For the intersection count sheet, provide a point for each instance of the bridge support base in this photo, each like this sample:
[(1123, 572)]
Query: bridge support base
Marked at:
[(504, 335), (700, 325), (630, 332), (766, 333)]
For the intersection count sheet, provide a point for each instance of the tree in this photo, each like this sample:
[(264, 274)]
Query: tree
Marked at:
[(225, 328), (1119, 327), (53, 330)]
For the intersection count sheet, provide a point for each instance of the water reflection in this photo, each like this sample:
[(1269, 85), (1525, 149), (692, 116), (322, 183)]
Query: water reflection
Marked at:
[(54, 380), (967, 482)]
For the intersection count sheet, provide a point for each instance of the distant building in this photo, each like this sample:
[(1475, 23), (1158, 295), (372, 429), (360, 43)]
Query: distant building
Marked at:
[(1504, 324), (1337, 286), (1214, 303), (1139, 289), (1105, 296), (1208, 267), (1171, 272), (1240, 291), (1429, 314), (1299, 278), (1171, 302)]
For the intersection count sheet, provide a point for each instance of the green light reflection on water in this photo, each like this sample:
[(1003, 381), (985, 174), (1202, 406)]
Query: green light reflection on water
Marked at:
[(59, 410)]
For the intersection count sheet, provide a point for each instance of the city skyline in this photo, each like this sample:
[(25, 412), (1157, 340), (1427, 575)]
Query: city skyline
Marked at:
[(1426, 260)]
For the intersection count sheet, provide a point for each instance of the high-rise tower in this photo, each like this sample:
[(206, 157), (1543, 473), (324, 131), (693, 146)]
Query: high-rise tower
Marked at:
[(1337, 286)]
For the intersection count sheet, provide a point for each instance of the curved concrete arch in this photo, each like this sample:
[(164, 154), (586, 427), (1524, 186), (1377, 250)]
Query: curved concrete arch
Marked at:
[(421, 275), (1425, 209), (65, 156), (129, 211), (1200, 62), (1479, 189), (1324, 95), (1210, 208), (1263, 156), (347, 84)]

· · · ·

● Directions for this task
Repeat word for word the lines above that run from the line containing "Query: distant building" through the line containing "Query: green light reflection on water", both ends included, and nothing else.

● Task output
Query: distant building
Marked at:
[(1504, 324), (1337, 286), (1214, 303), (1139, 289), (1105, 296), (1208, 267), (1171, 272), (1240, 291), (1429, 314), (1299, 278), (1171, 302)]
For the intersection count sheet, provide a point for each instance of the green light reflection on water in this photo, each like this sample:
[(1003, 381), (985, 174), (1202, 406)]
Query: green light reflection on water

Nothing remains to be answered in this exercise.